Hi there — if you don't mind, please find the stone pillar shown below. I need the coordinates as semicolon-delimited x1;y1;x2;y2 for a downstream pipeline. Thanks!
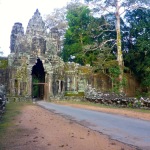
67;77;70;91
44;73;49;101
76;76;78;92
27;67;32;97
18;80;20;96
11;79;15;95
48;73;53;97
73;75;76;91
58;80;61;93
70;76;73;91
28;75;32;97
23;82;27;96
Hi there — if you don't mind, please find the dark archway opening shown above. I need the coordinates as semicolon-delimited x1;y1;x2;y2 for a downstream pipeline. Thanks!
31;58;45;100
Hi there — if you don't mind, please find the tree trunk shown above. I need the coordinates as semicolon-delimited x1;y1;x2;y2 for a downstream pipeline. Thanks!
116;0;123;93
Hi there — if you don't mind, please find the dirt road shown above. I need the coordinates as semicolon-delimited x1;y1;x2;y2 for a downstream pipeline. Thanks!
0;104;136;150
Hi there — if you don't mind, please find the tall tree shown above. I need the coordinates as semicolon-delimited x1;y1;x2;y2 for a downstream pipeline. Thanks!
124;8;150;93
62;3;94;65
85;0;150;92
63;2;116;66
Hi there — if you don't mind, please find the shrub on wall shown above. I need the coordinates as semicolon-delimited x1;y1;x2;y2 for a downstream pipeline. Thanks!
0;59;8;69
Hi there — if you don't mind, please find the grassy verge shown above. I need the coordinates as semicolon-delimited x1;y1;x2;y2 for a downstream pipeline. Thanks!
0;101;32;137
53;100;150;114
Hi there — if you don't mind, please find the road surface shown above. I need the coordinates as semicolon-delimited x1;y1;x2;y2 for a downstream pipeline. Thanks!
37;101;150;150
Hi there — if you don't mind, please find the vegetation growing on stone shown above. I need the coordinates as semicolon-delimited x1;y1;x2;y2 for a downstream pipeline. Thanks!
1;1;150;99
62;1;150;95
0;59;8;69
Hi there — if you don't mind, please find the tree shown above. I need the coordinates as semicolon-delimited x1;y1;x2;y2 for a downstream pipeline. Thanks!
85;0;150;92
62;2;117;66
44;7;68;48
62;3;94;65
124;8;150;94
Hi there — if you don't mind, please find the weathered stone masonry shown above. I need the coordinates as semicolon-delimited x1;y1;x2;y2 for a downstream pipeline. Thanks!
5;9;139;100
7;9;94;100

========================================================================

Nothing but the lines from the one containing "the tree trunk" to the last line of the listing above belongs in the answer; restate each word for word.

• [WRITTEN RESPONSE]
Hi there — if you don't mind, please find the tree trunk shown above. I need the coordinates as semicolon-delimited x1;y1;x2;y2 for a downstream pipeline. Thanks!
116;0;123;93
Hi there — if you don't mind, please find the dirt road shown above. I need the coordinates as semicolon-delimited x1;y1;x2;y2 for a downstream pipeline. Thanks!
0;104;136;150
Hi there — if you don't mind, please find the tall tree shown above. I need the coordinates as semicolon-delimited x1;y1;x2;y2 for a downstream pipeline. Thanks!
124;8;150;93
62;3;94;65
85;0;150;92
63;2;116;66
Hi there — if you don't mind, please find the shrub on wall shown above. I need the coordinates as semicolon-delimited x1;y1;x2;y2 for a downstream pipeline. Thanks!
0;59;8;69
Hi there — if you don't mind, please find the grassy verge shown above. I need the coordinates as semicolon-delimited x1;y1;x2;y2 for a downstream pipeline. Thanks!
0;101;32;137
53;100;150;114
Hi there — if you don't mind, please find the road surface shown above. I need the coordinates as semicolon-delimited x1;y1;x2;y2 for a downstream pipeline. Thanks!
37;101;150;150
Hi there — if you don't mind, please find the vegetation growing on stone shown above. I need the coordinates as semicolon-delimited x1;y1;x2;y2 for a downstream pipeline. Thanks!
1;1;150;99
62;1;150;95
0;59;8;69
Hi there — if you don't mind, please find the tree shown above. I need the coordinates as semicolon-delimited x1;y1;x2;y2 for a downstream pipeline. Thanks!
85;0;150;92
62;2;117;66
44;7;68;48
62;3;94;65
124;8;150;94
Hi there — if you don't mind, please find the weathered stone masonry shown above. I need the coordinates as semicolon-delimited x1;y1;x2;y2 for a downstream pipeline. Thanks!
5;9;139;100
7;9;94;100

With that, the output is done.